--- TASK PROMPT ---
Word for word, set down every line of the entries below from the line with "negative clicks: (223, 214) (234, 212)" to the line with "negative clicks: (186, 167) (215, 168)", including both, and no other line.

--- DATA RECORDS ---

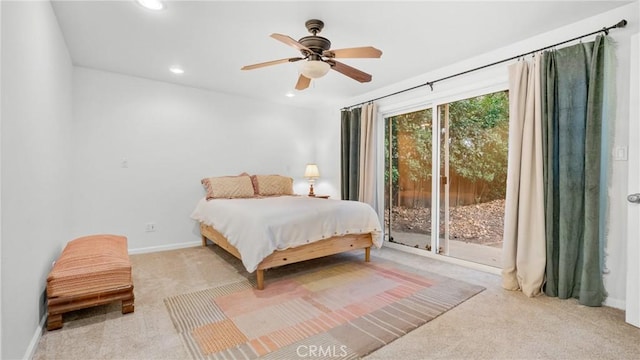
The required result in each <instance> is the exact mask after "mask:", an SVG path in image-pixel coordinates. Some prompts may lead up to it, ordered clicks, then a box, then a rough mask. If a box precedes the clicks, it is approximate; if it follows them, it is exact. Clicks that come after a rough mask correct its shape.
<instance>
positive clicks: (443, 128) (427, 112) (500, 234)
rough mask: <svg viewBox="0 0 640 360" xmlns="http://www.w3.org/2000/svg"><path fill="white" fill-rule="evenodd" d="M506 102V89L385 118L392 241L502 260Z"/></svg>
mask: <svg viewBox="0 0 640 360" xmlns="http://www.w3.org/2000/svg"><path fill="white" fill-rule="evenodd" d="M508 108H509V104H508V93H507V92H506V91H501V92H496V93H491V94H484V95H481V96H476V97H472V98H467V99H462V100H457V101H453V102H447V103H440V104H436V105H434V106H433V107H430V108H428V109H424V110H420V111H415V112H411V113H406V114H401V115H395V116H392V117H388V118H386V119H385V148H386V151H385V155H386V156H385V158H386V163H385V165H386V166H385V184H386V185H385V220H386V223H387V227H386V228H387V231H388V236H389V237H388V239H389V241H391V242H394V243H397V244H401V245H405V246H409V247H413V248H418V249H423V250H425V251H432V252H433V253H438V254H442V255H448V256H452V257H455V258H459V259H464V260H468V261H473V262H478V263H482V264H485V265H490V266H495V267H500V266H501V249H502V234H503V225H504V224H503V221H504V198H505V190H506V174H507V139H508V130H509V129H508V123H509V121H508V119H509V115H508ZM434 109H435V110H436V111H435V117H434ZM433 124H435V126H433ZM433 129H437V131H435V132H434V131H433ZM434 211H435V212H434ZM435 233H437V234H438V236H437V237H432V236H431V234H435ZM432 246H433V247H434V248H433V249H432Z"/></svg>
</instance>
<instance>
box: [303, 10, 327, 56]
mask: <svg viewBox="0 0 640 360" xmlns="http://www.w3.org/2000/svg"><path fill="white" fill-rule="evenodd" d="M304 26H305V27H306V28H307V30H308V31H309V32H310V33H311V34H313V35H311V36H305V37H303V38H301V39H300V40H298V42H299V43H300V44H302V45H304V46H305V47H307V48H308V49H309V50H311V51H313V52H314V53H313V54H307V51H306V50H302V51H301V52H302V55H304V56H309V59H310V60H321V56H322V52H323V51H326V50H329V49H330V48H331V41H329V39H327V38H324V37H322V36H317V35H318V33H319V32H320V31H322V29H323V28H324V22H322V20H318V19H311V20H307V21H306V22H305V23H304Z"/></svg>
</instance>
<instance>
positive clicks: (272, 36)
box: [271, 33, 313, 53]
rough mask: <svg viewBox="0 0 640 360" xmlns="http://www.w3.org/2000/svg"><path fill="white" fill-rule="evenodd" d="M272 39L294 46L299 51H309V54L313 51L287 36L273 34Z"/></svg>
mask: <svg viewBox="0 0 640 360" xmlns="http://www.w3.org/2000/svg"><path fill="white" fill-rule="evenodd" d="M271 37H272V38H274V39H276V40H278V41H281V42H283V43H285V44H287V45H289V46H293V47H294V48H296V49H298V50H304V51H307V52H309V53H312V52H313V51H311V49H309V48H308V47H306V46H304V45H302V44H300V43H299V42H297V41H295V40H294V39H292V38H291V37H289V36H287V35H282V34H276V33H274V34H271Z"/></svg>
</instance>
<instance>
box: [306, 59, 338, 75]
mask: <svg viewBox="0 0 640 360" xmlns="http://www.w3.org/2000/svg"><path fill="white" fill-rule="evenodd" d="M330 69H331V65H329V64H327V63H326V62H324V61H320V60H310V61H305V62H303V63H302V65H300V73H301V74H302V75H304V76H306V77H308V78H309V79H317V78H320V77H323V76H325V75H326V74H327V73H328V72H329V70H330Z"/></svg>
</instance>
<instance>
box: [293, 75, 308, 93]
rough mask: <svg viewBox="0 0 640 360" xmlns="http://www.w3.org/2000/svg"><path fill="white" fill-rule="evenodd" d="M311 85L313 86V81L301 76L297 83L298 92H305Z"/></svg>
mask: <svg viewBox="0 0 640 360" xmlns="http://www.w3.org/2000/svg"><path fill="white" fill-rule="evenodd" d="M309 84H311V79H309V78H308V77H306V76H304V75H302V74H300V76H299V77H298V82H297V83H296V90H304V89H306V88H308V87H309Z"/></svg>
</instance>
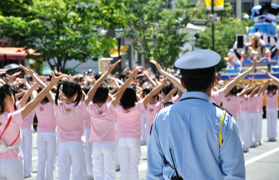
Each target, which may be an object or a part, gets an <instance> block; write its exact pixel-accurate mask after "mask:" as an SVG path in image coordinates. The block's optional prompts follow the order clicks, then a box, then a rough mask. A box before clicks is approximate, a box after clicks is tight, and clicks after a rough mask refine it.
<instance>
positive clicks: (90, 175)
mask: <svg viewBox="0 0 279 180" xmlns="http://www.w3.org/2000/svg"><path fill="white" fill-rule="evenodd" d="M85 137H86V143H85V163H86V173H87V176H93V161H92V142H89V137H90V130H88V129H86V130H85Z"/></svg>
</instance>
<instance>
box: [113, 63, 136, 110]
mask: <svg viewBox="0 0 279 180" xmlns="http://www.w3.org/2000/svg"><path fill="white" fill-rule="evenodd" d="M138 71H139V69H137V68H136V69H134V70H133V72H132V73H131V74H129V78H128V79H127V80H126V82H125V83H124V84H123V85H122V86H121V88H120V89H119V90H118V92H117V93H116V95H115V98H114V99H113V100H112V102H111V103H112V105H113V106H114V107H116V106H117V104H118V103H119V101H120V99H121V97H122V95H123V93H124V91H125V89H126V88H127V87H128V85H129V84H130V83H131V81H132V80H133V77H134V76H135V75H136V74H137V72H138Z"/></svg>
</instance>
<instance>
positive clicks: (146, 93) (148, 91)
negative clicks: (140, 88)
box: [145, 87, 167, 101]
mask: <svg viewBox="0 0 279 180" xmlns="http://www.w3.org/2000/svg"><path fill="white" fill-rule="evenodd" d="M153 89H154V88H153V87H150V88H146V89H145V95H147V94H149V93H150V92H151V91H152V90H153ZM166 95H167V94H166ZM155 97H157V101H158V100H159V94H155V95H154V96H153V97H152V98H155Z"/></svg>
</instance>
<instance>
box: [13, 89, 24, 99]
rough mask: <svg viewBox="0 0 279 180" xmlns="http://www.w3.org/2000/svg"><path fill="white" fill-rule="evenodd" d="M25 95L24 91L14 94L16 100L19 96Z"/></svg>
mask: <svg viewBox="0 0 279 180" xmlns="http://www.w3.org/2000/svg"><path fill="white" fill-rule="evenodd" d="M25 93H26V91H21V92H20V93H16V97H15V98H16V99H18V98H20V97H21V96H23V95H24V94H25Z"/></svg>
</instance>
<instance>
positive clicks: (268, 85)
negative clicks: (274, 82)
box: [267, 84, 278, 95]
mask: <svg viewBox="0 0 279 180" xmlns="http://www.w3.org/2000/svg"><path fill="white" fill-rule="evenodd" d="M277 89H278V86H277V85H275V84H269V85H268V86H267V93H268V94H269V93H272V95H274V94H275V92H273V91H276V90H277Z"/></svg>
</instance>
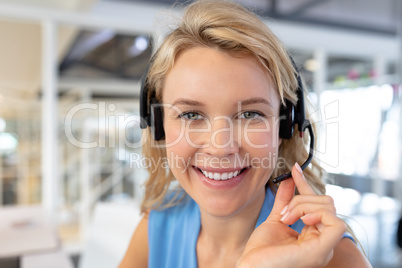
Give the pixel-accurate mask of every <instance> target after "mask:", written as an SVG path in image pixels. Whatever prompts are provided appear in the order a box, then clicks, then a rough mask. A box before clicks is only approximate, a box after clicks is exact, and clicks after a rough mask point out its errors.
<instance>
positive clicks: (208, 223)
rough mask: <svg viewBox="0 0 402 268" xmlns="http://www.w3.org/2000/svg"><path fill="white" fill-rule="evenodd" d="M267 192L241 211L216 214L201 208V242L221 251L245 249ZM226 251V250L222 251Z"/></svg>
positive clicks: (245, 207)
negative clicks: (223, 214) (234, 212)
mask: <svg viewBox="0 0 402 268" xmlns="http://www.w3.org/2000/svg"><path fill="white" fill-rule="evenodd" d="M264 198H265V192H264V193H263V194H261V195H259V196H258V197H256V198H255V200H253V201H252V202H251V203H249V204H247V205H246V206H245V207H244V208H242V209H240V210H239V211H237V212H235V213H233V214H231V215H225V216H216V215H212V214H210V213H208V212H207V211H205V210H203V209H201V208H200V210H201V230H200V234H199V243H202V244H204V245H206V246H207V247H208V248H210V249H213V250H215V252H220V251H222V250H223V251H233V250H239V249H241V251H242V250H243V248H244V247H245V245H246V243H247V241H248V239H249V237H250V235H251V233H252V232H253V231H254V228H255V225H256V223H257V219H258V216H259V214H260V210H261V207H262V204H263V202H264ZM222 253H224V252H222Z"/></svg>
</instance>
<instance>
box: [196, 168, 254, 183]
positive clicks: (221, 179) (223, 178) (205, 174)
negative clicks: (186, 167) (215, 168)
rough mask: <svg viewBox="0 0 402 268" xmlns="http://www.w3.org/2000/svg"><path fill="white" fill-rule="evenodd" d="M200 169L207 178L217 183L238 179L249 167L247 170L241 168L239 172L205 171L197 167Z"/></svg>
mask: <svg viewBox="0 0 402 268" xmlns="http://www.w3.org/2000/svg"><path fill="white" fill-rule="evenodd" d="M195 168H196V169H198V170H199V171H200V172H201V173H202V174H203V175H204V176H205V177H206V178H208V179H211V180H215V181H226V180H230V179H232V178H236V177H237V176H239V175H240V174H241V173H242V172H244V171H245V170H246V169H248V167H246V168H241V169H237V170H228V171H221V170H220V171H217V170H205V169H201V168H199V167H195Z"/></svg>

---
--- DATA RECORDS ---

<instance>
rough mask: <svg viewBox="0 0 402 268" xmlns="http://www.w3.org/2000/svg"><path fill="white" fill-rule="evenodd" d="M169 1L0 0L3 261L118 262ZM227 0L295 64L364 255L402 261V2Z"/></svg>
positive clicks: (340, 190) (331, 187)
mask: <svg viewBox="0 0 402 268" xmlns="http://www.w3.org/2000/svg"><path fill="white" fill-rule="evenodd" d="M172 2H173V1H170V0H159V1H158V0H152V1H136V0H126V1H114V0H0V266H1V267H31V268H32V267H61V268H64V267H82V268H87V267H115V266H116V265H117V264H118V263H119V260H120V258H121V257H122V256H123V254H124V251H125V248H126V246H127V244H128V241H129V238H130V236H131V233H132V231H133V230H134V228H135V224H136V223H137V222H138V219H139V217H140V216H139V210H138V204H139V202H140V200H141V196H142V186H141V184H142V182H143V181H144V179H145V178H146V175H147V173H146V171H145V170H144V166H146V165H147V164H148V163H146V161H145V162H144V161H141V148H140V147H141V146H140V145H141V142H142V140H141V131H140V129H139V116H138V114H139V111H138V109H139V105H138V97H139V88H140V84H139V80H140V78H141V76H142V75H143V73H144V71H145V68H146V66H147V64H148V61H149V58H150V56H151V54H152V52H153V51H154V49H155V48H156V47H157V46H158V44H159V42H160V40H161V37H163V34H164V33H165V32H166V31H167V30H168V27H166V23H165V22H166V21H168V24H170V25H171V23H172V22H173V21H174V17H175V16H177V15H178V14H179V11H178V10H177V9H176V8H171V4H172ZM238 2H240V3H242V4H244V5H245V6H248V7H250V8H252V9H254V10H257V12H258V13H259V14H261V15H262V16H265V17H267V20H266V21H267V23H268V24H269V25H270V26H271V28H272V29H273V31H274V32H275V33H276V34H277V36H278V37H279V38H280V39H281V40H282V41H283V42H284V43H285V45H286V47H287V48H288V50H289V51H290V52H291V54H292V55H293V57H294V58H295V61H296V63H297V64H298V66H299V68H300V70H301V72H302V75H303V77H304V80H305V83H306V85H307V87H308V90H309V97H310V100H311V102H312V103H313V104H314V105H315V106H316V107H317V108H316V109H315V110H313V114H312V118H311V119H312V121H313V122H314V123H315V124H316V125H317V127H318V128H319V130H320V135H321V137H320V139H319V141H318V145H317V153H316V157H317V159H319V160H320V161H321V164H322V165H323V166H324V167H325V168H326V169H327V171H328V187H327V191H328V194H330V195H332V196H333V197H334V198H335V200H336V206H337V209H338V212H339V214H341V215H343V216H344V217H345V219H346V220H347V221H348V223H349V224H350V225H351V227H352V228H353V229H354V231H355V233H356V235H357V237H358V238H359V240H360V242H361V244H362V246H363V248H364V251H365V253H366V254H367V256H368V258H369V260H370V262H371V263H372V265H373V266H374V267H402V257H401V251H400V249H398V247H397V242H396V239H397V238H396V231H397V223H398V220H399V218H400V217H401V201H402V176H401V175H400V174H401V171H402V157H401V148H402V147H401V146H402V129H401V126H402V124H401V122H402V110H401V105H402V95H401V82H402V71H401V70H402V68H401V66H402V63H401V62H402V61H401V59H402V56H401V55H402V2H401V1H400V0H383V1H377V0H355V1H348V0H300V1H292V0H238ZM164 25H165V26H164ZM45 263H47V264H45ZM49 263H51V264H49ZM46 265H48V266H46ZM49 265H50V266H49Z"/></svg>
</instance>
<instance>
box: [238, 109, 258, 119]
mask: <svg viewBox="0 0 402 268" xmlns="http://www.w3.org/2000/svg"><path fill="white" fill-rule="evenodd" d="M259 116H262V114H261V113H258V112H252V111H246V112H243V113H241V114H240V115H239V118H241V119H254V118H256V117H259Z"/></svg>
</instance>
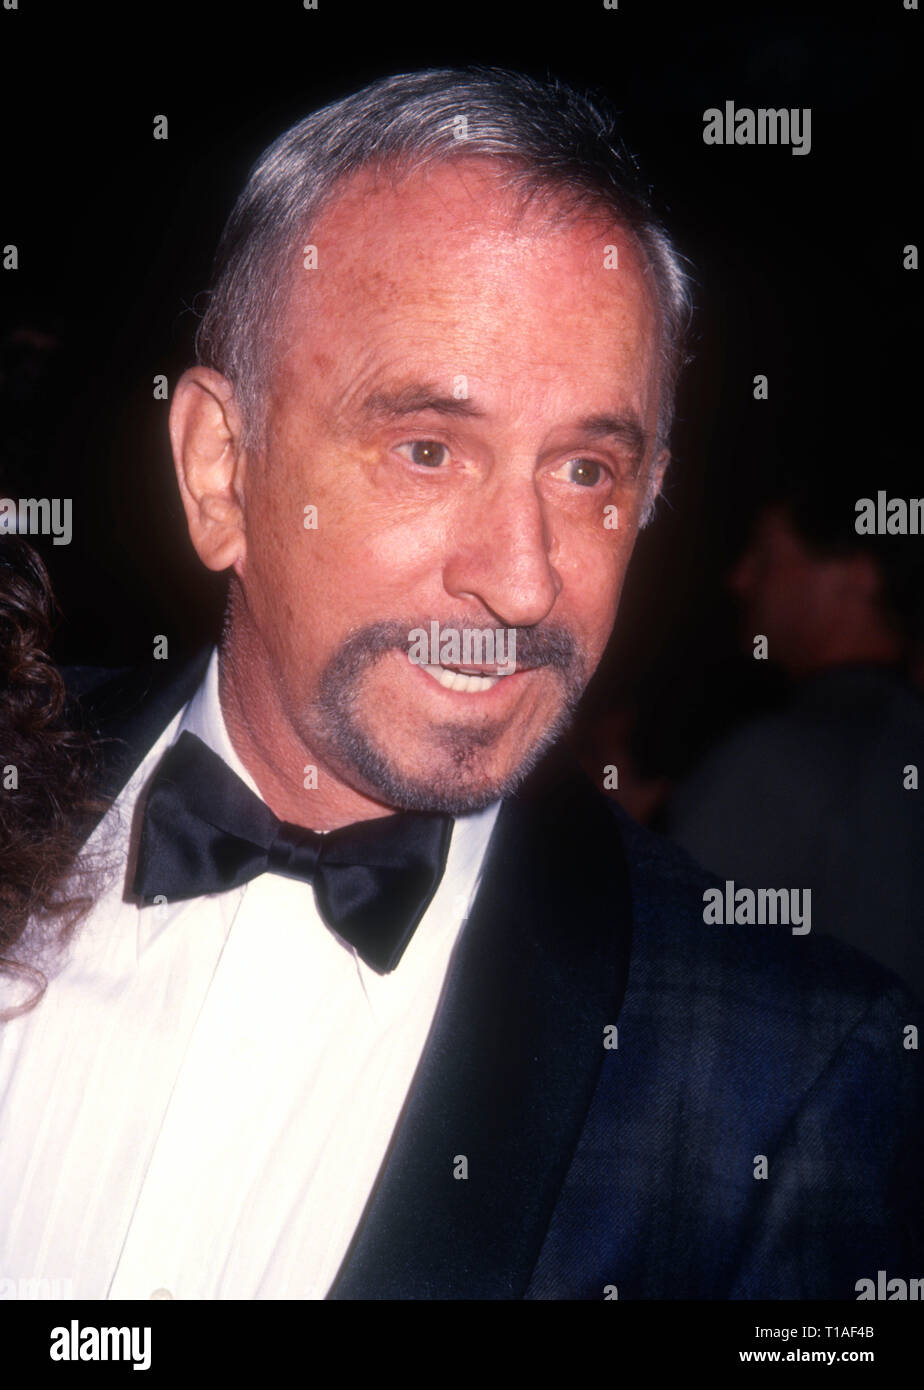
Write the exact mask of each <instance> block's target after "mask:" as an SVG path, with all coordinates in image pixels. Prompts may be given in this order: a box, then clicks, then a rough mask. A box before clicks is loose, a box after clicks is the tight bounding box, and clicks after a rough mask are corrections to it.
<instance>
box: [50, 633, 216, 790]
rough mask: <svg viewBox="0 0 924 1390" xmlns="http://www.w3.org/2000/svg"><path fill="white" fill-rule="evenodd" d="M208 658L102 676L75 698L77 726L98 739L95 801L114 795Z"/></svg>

---
--- DATA RECORDS ---

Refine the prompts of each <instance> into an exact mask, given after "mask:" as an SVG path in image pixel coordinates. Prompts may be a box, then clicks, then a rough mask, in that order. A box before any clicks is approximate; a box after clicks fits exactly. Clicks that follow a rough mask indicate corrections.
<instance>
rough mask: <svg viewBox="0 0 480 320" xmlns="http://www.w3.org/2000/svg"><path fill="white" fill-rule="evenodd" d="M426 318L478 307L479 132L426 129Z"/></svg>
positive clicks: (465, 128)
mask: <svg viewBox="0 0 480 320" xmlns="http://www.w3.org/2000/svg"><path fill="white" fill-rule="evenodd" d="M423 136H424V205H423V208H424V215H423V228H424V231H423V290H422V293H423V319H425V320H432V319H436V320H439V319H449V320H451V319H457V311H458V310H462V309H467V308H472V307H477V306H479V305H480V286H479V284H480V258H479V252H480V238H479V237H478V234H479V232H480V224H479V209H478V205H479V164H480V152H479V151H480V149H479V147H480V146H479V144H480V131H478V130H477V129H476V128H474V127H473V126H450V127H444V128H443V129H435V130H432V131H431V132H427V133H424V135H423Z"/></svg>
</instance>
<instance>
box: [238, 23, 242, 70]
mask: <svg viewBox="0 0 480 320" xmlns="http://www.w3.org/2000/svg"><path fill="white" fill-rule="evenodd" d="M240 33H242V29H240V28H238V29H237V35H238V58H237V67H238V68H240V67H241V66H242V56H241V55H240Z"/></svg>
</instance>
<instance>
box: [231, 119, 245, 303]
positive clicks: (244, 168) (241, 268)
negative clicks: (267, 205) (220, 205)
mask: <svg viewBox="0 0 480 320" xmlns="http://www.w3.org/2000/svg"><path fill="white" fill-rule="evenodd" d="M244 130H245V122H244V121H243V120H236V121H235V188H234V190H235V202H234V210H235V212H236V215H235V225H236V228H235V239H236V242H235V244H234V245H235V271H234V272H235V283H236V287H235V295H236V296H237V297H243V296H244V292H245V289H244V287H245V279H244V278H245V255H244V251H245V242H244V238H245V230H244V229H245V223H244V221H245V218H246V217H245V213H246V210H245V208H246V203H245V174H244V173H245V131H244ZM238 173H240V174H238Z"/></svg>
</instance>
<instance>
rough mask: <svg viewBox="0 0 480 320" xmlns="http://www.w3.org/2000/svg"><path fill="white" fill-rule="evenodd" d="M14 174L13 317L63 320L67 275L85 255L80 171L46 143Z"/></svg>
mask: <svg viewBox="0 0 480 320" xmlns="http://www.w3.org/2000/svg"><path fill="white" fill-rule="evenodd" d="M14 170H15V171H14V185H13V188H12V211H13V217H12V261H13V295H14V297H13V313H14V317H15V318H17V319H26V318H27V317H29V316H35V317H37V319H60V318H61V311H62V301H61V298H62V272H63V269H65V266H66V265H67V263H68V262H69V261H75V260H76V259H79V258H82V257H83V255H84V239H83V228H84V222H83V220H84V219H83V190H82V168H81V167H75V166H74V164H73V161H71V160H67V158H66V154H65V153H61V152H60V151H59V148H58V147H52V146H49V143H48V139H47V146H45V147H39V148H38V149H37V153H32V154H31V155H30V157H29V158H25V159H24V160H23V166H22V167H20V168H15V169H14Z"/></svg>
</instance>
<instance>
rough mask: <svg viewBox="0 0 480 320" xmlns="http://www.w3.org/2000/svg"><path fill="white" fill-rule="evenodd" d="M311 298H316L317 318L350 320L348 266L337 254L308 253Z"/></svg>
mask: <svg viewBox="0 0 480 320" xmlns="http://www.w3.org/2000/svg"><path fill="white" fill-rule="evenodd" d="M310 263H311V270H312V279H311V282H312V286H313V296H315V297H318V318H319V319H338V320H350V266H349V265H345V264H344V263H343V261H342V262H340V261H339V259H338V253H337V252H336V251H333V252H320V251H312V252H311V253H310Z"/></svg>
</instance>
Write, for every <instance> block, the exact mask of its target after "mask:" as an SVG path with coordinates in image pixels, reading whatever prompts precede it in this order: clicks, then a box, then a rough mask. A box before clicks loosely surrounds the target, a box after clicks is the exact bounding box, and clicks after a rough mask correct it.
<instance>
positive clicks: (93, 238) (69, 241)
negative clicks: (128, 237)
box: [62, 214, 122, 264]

---

--- EXERCISE SOLUTION ---
negative clicks: (223, 214) (234, 212)
mask: <svg viewBox="0 0 402 268" xmlns="http://www.w3.org/2000/svg"><path fill="white" fill-rule="evenodd" d="M264 198H265V192H264V193H263V194H261V195H259V196H258V197H256V198H255V200H253V201H252V202H251V203H249V204H247V205H246V206H245V207H244V208H242V209H240V210H239V211H237V212H235V213H233V214H231V215H225V216H216V215H212V214H210V213H208V212H207V211H205V210H203V209H201V208H200V210H201V230H200V234H199V243H202V244H204V245H206V246H207V247H208V248H210V249H213V250H215V252H220V251H222V250H223V251H233V250H239V249H241V251H242V250H243V248H244V247H245V245H246V243H247V241H248V239H249V237H250V235H251V233H252V232H253V231H254V228H255V225H256V223H257V219H258V216H259V214H260V210H261V207H262V204H263V202H264ZM222 253H224V252H222Z"/></svg>
</instance>
<instance>
box: [196, 168, 254, 183]
positive clicks: (221, 179) (223, 178) (205, 174)
negative clicks: (186, 167) (215, 168)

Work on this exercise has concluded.